>>>>

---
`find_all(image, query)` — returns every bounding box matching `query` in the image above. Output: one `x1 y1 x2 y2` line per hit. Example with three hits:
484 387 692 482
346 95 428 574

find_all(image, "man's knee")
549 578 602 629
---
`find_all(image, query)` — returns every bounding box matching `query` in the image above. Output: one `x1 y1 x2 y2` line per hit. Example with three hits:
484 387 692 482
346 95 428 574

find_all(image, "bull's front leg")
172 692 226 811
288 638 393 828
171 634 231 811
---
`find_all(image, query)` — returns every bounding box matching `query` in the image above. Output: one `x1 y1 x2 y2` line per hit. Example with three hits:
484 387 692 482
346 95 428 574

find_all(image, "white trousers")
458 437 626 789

<<<<

• [DESCRIPTION OF THE TASK]:
Every line of the listing, first to last, should be retyped exactly.

• [COMPLETED EXERCISE]:
---
`find_all(image, query)` — returns every bounding box matching `query` in the image above. Output: one `x1 y1 x2 y2` line per hit. Example with three hits:
484 387 692 482
346 95 428 574

find_all(image, "man's knee")
549 578 602 629
---
`find_all(image, query)` — returns every bounding box matching `query` in the image above. Output: one `x1 y1 x2 y2` line per hit. Example with three hits:
484 387 692 482
346 95 428 574

find_all(image, "bull's front leg")
172 692 226 811
288 638 393 828
171 634 231 811
---
`find_all(image, query)` — returns every bounding box matching `query` in the image above. Output: one `x1 y1 x2 y2` line per hit. Example with three hits:
484 387 692 482
346 95 428 574

find_all(image, "white trousers")
458 437 626 789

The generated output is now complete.